SOURCE DATA:
╭──

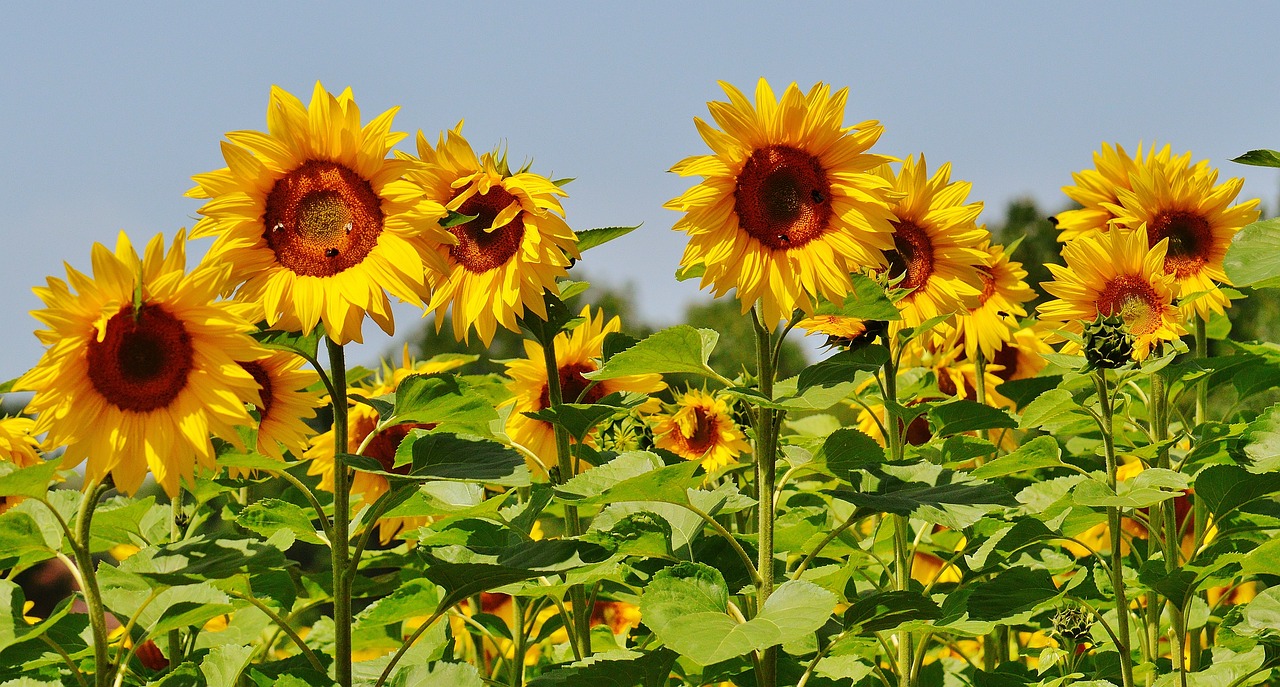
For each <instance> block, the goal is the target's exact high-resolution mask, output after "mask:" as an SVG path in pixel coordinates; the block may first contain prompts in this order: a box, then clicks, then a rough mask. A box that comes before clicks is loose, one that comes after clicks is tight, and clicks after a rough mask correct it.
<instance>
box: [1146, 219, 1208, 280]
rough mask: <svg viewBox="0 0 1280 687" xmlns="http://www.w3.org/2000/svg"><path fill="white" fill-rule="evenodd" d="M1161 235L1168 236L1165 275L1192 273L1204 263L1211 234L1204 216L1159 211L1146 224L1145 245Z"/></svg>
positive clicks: (1183, 275)
mask: <svg viewBox="0 0 1280 687" xmlns="http://www.w3.org/2000/svg"><path fill="white" fill-rule="evenodd" d="M1162 238H1167V239H1169V249H1167V252H1166V253H1165V274H1172V275H1176V276H1178V278H1179V279H1181V278H1185V276H1192V275H1194V274H1197V272H1199V270H1201V267H1203V266H1204V264H1206V262H1208V257H1210V256H1208V253H1210V248H1211V247H1212V244H1213V233H1212V232H1210V226H1208V220H1206V219H1204V217H1202V216H1199V215H1196V214H1193V212H1184V211H1181V210H1172V211H1165V212H1161V214H1158V215H1156V219H1155V220H1152V221H1149V223H1147V244H1148V246H1155V244H1156V243H1160V239H1162Z"/></svg>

╰──

WHAT THE TASK REQUIRES:
Can you switch "rough mask" to "coarse mask" and give the records again, starting at the beginning and ending at the line containing "positive clicks: (1183, 275)", with nothing else changed and the pictures left out?

SOLUTION TO THIS TASK:
For each <instance> block, the goal is the target's exact high-resolution mask, output after "mask:" as an SVG path in pixel coordinates; the block may first contain prompts in this order: a box, then clicks, then a coarse mask. A box that comes before clicks is loose, one that comes after clicks is tight, and clicks after a coarse mask correct it.
<instance>
box: [1146, 219, 1208, 280]
coarse mask: <svg viewBox="0 0 1280 687" xmlns="http://www.w3.org/2000/svg"><path fill="white" fill-rule="evenodd" d="M1161 235L1168 236L1165 275L1192 273L1204 263L1211 234L1204 216L1159 211L1146 224L1145 245Z"/></svg>
positive clicks: (1183, 275)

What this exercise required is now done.